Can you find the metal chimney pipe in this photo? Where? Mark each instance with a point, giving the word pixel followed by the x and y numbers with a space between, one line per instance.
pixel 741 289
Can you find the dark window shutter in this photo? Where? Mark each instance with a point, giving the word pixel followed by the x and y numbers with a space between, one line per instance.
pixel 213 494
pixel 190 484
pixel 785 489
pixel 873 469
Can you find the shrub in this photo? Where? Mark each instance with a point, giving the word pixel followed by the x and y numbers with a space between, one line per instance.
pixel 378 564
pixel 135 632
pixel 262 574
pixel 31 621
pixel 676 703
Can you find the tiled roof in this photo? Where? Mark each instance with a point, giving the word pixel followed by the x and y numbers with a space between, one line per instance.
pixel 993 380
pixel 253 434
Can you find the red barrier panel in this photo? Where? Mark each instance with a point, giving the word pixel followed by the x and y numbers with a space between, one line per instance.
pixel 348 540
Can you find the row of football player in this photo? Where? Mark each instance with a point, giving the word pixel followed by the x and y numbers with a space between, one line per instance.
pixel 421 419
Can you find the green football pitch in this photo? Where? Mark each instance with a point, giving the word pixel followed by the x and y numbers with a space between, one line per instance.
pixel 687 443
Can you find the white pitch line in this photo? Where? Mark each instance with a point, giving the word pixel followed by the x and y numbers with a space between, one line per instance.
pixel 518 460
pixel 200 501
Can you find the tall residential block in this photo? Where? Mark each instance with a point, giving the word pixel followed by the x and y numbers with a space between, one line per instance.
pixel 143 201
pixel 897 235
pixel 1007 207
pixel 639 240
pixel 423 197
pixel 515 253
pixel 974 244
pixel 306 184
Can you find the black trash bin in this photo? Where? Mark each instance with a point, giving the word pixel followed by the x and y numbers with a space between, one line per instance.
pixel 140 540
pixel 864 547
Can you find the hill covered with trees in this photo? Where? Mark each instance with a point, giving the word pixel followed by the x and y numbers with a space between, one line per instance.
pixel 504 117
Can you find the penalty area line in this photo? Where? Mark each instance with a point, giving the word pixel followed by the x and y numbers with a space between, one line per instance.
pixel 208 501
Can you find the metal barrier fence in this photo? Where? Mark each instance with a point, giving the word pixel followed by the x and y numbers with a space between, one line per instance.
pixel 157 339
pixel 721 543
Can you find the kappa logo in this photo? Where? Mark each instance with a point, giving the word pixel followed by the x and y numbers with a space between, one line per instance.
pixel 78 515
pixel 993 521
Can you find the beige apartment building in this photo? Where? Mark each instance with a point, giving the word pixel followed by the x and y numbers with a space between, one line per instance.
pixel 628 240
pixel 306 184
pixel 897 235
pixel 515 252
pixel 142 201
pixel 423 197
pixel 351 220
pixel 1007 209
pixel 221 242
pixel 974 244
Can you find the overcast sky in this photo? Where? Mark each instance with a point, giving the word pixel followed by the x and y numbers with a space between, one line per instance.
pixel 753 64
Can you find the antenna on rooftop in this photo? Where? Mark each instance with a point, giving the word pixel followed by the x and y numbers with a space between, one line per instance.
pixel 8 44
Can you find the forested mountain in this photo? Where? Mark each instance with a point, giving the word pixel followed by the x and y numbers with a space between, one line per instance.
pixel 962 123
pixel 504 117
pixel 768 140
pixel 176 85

---

Given exercise -> Repeat the records above in full, character for character.

Answer ->
Can you find the metal chimney pipe in this photo? Where? Mark each instance with a point, giving the word pixel followed by the x and y numbers with a space between, one line per instance.
pixel 741 289
Can you find the dark window shutter in this photo? Where? Mark each instance with a point, giving the word pixel followed by the x and y numbers with a space between, one line per instance.
pixel 213 494
pixel 190 484
pixel 785 489
pixel 873 469
Can you find the shrub in this photo? Where? Mark each instance with a point, giving the word pixel followed by the x and y numbers with a space between, one line per instance.
pixel 378 564
pixel 135 632
pixel 262 574
pixel 31 621
pixel 676 703
Can you find the tiled roof in this photo? Where? Mark each instance with a point, giving the word pixel followed by the x and y numbers with a space between, one line per instance.
pixel 993 380
pixel 253 434
Can you find the red barrier panel in this photo? Where? Mark each instance with a point, giving the word pixel followed by the x and y numbers with a space between, one line per instance.
pixel 348 540
Can you find the row of football player in this photo? Where? Mark each instance with a point, giving the word pixel followed by the x and y numbers with a space between, one line per instance.
pixel 421 419
Can you find the green football pitch in this photo? Where? Mark each instance with a point, giving the word pixel followed by the x and y numbers with a space between, one line per instance.
pixel 687 443
Can you find the white pitch line in this photo? Where? Mark each instance with a point, giving the word pixel followed by the x and y numbers with a space between, one line per instance.
pixel 518 460
pixel 200 501
Can you find the tall residential block in this photo? Where? Mark each instance with a point, giving the word pixel followed by the x and y numbers with a space between, one line per instance.
pixel 143 201
pixel 897 235
pixel 1007 207
pixel 639 240
pixel 423 197
pixel 515 253
pixel 974 244
pixel 306 184
Can you find the black trash bin in this photo? Where? Mark each instance with a point, giving the word pixel followed by the x and y numbers with a space between, one line per instance.
pixel 140 540
pixel 864 547
Can you find the hill covered with trees in this photo? Where? Mark each instance with a point, giving the word pixel followed by the x and y numbers with a space between, one line per instance.
pixel 504 117
Can you find the penalty area line in this photo? Where? Mark each instance with a point, giving the word pixel followed by the x and y numbers with a space between, one line per instance.
pixel 208 501
Can you find the metal barrier fence in this photo? Where? Mark each instance with a point, giving the word pixel followed by the x and y numbers with a space between, one line per instance.
pixel 157 339
pixel 721 543
Can you find the kappa logo in this photo? Where? Mark each instance with a point, giving the word pixel followed by the x and y numbers with a space between, one line per instance.
pixel 78 515
pixel 993 521
Can you find the beige apartment building in this photo? Where? Mark each instance with a point, giving the word pixel followed by the x and y numbers with a space between, one line per instance.
pixel 628 240
pixel 306 184
pixel 897 235
pixel 515 252
pixel 142 201
pixel 423 197
pixel 351 220
pixel 1007 209
pixel 221 242
pixel 974 244
Can you find the overcast sky in this photo? Where? Mark each instance with a point, giving the word pixel followed by the x and y numbers with a space between, one line per instance.
pixel 753 64
Can you find the antenna on rooftop in this photo? Where? Mark each instance with a point, giving the word pixel followed by the x and y numbers with a space between, one line per instance.
pixel 8 44
Can you find the forested mountain in this photo? Where? Mark each instance with a point, giving the word pixel followed by the x and y numbers with a space between, one line per instance.
pixel 962 123
pixel 504 117
pixel 768 140
pixel 176 85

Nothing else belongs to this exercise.